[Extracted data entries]
=== Begin Enclosure ===
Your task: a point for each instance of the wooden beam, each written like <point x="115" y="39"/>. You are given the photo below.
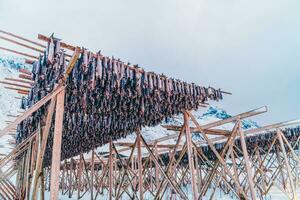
<point x="190" y="156"/>
<point x="247" y="162"/>
<point x="31" y="110"/>
<point x="140" y="165"/>
<point x="19" y="53"/>
<point x="56" y="152"/>
<point x="22" y="38"/>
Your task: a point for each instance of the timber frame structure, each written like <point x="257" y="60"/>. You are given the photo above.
<point x="240" y="171"/>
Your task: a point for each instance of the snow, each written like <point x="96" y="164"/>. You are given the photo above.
<point x="9" y="104"/>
=== End Enclosure ===
### WHAT YOU ARE ASKED TO DO
Only the lines from the one with "Your task: a point for each instance of the timber" through the last line above should be restated, word for word.

### ANSWER SPACE
Your task: a point for each instance of the timber frame structure, each written like <point x="257" y="60"/>. You are given the photo above.
<point x="240" y="171"/>
Your task: a point for each instance of the snow, each written like <point x="96" y="164"/>. You are given the photo above.
<point x="9" y="104"/>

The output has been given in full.